Problem description. Copy each line below exactly.

Extracted material START

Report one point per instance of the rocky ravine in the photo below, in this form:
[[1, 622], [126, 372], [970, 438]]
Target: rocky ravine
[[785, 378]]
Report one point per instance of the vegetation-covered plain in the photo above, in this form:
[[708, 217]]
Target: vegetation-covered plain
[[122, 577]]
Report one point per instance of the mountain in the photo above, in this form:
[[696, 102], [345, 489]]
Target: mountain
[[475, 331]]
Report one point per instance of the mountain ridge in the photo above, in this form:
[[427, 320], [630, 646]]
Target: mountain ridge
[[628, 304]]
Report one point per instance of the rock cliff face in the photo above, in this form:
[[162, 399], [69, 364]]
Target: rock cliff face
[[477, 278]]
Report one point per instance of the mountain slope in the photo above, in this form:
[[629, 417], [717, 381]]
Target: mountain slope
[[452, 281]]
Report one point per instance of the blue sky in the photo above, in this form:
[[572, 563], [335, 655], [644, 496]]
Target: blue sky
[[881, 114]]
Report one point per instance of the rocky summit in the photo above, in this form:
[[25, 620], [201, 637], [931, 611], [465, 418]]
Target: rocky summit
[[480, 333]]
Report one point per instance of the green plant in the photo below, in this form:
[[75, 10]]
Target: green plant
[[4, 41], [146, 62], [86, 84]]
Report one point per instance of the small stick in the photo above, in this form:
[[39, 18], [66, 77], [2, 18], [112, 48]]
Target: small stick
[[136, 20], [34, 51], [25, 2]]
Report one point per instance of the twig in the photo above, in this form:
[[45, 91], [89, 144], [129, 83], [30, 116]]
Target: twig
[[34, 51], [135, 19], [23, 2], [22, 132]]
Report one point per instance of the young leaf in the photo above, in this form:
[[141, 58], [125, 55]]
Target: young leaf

Extracted material END

Reply.
Report one point per instance of the rocky ravine in the photo below, in this form:
[[1, 622], [126, 372], [970, 438]]
Target: rocky ravine
[[785, 378]]
Report one point per instance of the vegetation-covered plain in the photo above, in this form:
[[708, 217]]
Target: vegetation-covered plain
[[122, 577]]
Report one point per instance of the mountain in the photo above, in this form:
[[696, 102], [345, 489]]
Target: mountain
[[475, 331]]
Report one point per instance of the mountain ridge in the photo above, in this form:
[[427, 320], [630, 646]]
Target: mountain ridge
[[628, 304]]
Report one point per instance of the rock cliff face in the photo above, in this form:
[[162, 399], [69, 364]]
Target: rock cliff face
[[477, 278]]
Report one point per instance of the mountain slope in the photo above, in this form:
[[629, 417], [717, 381]]
Target: mountain slope
[[452, 281]]
Report one point per instance of the blue sky in the photo above, in this form:
[[572, 563], [335, 655], [644, 496]]
Target: blue sky
[[881, 114]]
Report one point per instance of the rocky summit in the photo above, in this form:
[[25, 620], [201, 637], [931, 611], [465, 418]]
Target: rocky summit
[[480, 333]]
Report one point per instance of the green plant in the photo below, in this form:
[[75, 10]]
Target: green plant
[[4, 41], [146, 62], [86, 84]]
Report one point per instance of the small stick in the photo above, in this form:
[[39, 18], [66, 77], [2, 18], [112, 48]]
Target: small stick
[[136, 20], [34, 51], [25, 2]]
Report one point per instance of the twig in the photo above, in this form:
[[45, 91], [89, 144], [129, 83], [30, 116]]
Target: twig
[[34, 51], [135, 19], [23, 2], [22, 132]]
Report one point per instance of the young leaf in the photo above, in this form:
[[141, 58], [125, 55]]
Target: young leaf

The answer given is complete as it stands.